Do this:
Turn the lines of the listing into a JSON list of strings, one string per line and blank lines left out. Start at the line containing "like x=25 y=73." and end at the line containing "x=303 y=118", including both of those lines.

Entries supplied:
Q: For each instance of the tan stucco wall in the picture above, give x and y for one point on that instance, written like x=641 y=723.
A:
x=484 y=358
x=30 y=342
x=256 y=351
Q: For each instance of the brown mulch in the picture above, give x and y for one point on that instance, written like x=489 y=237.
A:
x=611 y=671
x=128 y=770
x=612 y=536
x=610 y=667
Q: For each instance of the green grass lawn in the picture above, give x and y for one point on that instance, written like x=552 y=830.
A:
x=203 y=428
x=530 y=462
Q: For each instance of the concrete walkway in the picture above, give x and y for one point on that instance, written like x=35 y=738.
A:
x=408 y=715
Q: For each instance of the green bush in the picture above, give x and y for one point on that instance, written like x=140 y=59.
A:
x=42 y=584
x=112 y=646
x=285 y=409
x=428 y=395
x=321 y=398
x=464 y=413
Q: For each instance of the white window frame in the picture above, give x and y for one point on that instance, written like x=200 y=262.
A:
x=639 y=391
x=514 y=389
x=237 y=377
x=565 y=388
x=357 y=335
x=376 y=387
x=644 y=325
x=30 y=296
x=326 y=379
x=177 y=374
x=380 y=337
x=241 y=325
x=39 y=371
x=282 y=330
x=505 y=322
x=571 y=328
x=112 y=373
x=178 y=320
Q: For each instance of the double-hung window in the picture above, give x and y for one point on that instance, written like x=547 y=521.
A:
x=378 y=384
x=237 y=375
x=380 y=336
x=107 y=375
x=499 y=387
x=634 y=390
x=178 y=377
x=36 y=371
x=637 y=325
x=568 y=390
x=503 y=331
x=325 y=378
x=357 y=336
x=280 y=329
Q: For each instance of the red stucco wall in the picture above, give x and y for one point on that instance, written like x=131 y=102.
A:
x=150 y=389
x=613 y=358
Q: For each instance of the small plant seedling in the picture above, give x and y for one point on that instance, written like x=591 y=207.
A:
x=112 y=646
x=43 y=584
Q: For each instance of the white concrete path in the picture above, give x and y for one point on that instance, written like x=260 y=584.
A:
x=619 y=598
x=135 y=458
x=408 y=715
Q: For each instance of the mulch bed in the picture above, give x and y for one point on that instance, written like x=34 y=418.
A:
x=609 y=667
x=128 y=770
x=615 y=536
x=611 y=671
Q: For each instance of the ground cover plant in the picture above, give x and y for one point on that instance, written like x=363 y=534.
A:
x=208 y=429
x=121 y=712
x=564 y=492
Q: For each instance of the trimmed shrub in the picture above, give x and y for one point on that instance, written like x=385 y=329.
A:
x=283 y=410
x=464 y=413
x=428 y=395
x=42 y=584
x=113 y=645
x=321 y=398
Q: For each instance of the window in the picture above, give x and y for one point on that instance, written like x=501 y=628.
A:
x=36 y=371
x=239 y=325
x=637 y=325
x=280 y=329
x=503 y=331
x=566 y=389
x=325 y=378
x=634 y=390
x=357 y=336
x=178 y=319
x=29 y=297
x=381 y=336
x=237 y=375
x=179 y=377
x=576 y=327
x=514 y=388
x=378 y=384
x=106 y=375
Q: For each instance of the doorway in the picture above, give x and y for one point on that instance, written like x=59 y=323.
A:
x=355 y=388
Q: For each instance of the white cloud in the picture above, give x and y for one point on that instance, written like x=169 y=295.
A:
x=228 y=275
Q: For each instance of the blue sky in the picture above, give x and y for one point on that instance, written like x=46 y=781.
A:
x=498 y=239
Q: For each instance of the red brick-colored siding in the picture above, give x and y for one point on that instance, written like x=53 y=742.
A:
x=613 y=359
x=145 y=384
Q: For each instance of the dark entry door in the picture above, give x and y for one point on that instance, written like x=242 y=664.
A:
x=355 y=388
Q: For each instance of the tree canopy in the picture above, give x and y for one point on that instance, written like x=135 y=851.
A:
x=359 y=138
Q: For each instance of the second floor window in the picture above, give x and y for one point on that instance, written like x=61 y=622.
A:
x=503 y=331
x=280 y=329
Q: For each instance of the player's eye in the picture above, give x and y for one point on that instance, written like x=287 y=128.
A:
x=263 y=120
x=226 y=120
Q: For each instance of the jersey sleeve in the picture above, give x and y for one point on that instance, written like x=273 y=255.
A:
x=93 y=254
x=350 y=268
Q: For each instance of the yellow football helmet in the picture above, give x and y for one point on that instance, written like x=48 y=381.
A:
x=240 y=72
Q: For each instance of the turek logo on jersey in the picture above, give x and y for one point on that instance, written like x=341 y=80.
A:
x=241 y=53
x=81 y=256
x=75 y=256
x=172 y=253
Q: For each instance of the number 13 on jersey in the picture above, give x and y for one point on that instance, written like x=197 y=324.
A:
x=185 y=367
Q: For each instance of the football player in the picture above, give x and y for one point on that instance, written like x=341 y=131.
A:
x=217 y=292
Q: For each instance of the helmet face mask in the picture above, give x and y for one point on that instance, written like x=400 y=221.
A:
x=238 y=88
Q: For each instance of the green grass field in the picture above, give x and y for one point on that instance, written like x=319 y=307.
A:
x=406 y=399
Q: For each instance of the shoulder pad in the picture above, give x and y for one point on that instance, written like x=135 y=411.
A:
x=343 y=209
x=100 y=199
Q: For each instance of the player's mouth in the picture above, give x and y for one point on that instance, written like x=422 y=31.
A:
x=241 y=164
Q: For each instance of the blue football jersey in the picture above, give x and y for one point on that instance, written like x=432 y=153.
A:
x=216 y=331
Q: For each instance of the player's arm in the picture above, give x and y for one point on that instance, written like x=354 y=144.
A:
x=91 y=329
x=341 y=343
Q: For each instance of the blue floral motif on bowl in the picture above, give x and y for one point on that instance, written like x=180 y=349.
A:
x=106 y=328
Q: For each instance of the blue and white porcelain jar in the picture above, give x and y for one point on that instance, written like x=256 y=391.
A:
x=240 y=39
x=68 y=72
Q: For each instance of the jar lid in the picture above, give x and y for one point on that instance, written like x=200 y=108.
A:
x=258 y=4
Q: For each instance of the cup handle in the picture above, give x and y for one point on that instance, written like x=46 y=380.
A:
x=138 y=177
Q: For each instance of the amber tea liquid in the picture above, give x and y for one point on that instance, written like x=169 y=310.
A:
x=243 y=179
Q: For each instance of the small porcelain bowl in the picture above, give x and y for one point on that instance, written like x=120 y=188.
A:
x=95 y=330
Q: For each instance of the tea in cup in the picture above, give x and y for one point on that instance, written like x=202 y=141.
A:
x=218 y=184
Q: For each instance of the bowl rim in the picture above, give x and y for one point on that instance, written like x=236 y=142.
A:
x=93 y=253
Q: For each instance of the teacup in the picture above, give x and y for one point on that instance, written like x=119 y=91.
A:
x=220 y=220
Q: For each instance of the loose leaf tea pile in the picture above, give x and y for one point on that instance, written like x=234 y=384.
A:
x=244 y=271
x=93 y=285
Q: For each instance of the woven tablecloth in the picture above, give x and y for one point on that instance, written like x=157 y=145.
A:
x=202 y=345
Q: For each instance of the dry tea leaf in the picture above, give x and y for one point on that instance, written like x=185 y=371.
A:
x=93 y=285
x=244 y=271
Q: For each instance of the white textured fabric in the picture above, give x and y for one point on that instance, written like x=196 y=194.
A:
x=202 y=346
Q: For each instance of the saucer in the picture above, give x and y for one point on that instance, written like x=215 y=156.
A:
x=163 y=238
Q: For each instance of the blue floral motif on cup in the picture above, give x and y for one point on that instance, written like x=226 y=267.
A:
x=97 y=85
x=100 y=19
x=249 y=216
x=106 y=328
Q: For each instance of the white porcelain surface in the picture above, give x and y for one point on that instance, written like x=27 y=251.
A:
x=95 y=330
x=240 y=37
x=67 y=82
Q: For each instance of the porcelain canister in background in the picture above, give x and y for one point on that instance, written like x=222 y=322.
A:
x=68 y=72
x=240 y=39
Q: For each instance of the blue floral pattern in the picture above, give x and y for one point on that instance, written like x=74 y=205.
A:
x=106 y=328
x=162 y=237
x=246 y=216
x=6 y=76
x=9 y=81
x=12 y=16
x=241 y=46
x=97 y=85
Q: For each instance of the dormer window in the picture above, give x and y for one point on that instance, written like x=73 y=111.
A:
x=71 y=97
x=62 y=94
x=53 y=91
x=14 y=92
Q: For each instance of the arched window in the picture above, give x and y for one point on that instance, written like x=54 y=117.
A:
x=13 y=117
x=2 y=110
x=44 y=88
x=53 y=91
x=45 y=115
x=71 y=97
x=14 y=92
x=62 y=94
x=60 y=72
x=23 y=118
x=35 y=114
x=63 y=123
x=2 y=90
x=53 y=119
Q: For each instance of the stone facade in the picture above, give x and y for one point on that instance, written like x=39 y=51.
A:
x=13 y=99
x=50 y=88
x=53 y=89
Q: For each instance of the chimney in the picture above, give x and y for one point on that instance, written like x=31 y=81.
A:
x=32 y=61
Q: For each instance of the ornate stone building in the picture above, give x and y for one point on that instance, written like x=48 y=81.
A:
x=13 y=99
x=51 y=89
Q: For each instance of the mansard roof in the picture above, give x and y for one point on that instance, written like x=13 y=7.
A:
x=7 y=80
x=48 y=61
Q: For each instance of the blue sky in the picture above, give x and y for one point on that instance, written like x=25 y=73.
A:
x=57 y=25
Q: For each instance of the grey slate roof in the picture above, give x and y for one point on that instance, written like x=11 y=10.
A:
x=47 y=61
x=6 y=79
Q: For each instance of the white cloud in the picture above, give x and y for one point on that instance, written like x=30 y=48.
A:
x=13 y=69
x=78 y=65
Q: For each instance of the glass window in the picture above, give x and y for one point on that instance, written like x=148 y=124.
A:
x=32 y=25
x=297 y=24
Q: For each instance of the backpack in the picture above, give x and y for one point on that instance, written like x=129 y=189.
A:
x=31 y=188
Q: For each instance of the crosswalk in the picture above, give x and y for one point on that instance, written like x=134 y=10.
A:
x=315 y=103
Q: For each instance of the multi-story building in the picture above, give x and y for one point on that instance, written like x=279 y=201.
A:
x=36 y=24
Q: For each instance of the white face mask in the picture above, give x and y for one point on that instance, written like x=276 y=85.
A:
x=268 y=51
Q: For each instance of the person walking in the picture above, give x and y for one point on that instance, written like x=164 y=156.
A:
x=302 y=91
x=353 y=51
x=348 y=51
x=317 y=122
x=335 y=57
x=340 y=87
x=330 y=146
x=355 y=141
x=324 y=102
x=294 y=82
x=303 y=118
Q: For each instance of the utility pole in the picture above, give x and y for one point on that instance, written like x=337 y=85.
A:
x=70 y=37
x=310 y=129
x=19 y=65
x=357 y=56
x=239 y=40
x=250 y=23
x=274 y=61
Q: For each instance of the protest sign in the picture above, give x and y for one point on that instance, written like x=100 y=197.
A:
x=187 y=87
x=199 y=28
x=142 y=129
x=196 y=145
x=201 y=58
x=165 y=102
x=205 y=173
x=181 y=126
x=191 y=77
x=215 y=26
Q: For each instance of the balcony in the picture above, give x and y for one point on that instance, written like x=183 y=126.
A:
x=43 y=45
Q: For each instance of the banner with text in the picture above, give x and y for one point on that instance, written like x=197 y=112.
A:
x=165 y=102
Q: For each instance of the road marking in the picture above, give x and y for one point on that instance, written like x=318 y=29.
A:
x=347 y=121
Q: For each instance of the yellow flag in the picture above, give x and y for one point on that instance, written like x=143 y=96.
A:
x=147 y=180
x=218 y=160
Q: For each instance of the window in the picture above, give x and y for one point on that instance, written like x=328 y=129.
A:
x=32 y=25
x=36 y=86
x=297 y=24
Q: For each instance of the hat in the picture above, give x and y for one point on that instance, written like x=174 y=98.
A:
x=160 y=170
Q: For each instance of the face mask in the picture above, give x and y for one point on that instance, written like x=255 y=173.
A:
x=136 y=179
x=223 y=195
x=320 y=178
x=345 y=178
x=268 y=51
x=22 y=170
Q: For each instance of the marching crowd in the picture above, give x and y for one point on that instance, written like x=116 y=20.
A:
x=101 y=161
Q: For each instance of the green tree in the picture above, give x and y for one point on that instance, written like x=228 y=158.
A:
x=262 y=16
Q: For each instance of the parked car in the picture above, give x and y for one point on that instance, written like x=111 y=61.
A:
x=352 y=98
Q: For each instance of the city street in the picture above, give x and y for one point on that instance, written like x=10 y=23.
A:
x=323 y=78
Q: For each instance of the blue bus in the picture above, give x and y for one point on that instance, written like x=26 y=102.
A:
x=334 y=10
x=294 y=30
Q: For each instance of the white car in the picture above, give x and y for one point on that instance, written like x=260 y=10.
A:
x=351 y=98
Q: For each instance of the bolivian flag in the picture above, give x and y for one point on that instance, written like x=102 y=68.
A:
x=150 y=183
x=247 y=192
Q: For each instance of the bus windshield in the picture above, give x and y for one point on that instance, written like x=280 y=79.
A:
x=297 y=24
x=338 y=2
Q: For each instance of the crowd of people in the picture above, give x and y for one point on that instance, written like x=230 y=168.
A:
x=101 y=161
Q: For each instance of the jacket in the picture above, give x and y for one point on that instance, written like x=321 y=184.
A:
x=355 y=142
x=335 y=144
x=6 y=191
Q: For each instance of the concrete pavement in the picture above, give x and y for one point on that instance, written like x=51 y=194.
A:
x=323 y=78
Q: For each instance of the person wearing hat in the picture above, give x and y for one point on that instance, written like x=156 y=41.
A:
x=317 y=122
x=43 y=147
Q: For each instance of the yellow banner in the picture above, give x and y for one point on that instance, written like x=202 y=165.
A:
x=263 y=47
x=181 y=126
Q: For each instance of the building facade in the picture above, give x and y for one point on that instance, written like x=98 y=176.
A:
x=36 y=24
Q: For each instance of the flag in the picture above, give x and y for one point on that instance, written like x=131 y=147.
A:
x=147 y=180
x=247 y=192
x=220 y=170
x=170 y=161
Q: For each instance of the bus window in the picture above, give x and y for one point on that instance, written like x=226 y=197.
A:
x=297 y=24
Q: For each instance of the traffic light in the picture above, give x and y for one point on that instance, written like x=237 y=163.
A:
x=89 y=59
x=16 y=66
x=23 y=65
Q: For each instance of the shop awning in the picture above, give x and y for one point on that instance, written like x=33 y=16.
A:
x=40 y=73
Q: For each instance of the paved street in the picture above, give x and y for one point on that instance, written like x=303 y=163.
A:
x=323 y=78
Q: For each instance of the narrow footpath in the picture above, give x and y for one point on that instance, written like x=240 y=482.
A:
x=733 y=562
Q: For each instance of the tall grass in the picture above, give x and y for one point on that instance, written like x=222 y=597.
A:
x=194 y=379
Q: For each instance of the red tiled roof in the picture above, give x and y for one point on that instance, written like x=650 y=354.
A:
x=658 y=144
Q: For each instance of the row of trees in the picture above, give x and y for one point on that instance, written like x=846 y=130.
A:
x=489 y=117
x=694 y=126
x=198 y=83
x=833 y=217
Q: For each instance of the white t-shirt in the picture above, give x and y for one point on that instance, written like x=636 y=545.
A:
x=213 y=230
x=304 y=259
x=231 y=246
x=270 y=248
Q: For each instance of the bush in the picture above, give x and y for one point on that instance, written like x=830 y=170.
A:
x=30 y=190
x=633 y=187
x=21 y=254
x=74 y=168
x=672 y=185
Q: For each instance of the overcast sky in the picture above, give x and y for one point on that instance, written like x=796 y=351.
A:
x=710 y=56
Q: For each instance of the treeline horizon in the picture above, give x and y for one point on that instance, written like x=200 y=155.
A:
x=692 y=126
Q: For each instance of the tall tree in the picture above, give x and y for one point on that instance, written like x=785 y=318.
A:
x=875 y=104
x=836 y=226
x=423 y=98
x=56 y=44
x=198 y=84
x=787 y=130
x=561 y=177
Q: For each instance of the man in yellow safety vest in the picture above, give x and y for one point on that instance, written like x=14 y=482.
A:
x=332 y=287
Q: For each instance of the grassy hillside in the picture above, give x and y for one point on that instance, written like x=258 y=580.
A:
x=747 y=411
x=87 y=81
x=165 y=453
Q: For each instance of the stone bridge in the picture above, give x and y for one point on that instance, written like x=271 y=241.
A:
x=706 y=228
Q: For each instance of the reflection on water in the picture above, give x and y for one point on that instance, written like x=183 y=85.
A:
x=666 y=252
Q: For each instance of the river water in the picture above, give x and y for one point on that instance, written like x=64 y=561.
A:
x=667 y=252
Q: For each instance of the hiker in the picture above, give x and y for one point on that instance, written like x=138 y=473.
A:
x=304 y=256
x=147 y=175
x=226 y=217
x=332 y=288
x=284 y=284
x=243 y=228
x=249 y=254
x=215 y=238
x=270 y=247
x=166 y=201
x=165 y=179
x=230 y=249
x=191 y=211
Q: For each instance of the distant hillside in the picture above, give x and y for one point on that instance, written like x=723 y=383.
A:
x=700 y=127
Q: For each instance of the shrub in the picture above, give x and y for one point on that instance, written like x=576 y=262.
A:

Solved problem:
[
  "Q: For each instance of the blue sky in the picture above, give x and y for one point on that instance, written like x=25 y=73.",
  "A:",
  "x=57 y=25",
  "Q: For each instance of the grey slate roof in the picture above, give x and y for one point on that instance, written like x=11 y=10.",
  "A:",
  "x=47 y=61",
  "x=6 y=79",
  "Q: For each instance of the white cloud in the picture above, give x and y for one point on that instance, written like x=30 y=48.",
  "A:",
  "x=13 y=69",
  "x=78 y=65",
  "Q: For each instance of the glass window in the picture above, give x and y for one point on that instance, written like x=148 y=124.",
  "A:",
  "x=32 y=25",
  "x=297 y=24",
  "Q: For each instance of the backpack in the picture above, give x and y for one point on that instance, written like x=129 y=189.",
  "A:",
  "x=31 y=188",
  "Q: For each instance of the crosswalk in the picture above, give x and y for one point on that instance, written like x=134 y=10.",
  "A:",
  "x=315 y=103",
  "Q: For each instance of the multi-story building in the picture above, give x and y for one point on that instance, written like x=279 y=201.",
  "A:",
  "x=36 y=24",
  "Q: For each instance of the white face mask in the picture above, give x and y for one point on that instance, written like x=276 y=85.",
  "A:",
  "x=268 y=51",
  "Q: For each instance of the person walking in the picture above, give x and y for one point on that instance, written like x=164 y=156.",
  "A:",
  "x=302 y=91",
  "x=353 y=51",
  "x=348 y=51",
  "x=317 y=122",
  "x=335 y=57",
  "x=340 y=87",
  "x=330 y=146",
  "x=355 y=141",
  "x=324 y=102",
  "x=294 y=82",
  "x=303 y=118"
]